Exercise brief
Could you repeat the records below exactly as written?

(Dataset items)
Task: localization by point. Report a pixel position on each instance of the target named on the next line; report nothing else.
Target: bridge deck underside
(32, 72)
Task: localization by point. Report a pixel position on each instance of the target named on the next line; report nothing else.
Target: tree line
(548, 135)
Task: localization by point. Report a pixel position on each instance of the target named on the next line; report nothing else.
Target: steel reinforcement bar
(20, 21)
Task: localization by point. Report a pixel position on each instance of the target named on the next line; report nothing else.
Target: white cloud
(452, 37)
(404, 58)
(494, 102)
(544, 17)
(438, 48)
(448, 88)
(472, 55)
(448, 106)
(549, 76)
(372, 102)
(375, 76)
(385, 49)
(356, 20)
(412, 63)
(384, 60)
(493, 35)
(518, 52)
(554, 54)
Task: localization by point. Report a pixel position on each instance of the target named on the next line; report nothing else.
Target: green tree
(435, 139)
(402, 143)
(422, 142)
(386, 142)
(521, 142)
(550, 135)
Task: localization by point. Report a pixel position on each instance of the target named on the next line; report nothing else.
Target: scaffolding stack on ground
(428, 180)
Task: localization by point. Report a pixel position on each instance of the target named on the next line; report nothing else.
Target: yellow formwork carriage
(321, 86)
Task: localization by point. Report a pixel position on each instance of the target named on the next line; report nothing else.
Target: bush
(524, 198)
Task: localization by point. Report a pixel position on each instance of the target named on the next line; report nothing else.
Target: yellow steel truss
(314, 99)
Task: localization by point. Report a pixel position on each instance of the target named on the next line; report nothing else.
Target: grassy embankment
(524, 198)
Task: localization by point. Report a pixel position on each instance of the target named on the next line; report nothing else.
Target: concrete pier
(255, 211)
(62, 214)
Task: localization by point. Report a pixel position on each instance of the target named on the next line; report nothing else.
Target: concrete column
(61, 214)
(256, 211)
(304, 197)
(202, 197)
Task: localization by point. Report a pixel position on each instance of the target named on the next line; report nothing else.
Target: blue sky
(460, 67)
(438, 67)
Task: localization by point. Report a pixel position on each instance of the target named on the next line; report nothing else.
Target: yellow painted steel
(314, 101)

Solution to this exercise
Task: localization by point. Report a pixel position on each instance of the target named on the next line; report nothing else.
Target: bridge deck underside
(32, 72)
Task: localization by point. Report a pixel position on each instance of the target named on the next line; report nothing else.
Target: tree line
(548, 135)
Task: localization by point. Report a pixel position on each instance of the target named on the next line; report nothing else.
Target: steel reinforcement bar
(20, 21)
Task: localization by point. Report a pixel position on each instance of the target named on the next line; report nothing else.
Target: white cloud
(452, 37)
(404, 58)
(494, 102)
(544, 17)
(438, 48)
(448, 88)
(472, 55)
(448, 106)
(549, 76)
(372, 102)
(375, 76)
(385, 49)
(356, 20)
(412, 63)
(384, 60)
(493, 35)
(518, 52)
(554, 54)
Task: localization by point. Report a pixel position on each instance of the target named on the next line; report nothing else.
Target: green tree
(435, 139)
(402, 143)
(422, 142)
(386, 142)
(521, 142)
(550, 135)
Task: localization by point. Report a pixel position on each instance of the target named on the next line; report nothing else.
Target: scaffolding stack on ground
(428, 180)
Task: localization by point. Report a pixel position on each instance of the target named on the next line; report nothing else.
Target: yellow formwork carriage
(321, 86)
Task: localization by point. Report a pixel position on each instance of the target named on the next line; report nothing else.
Target: bush
(524, 198)
Task: localization by point. Report a pixel position on each instance of the target named on the next line; report nothing else.
Target: yellow steel truss
(314, 99)
Task: localization by point. Report a pixel position on each instance of the target named on the next line; report nothing else.
Target: grassy embankment
(524, 198)
Task: localization by point. Report a pixel position on each instance of the target named on the next line; report nothing else.
Target: concrete pier
(255, 211)
(62, 214)
Task: localization by point. Report a pixel position on each instance of the target named on the next line; report nothing else.
Target: concrete column
(61, 214)
(256, 211)
(304, 197)
(202, 197)
Task: localization by point. Report a pixel position on each instance of the target named on the next line; report nothing else.
Target: blue sky
(460, 67)
(438, 67)
Task: localization by point. Report a pixel position on each instance of the target named on the next line; report nothing else.
Target: yellow painted steel
(314, 101)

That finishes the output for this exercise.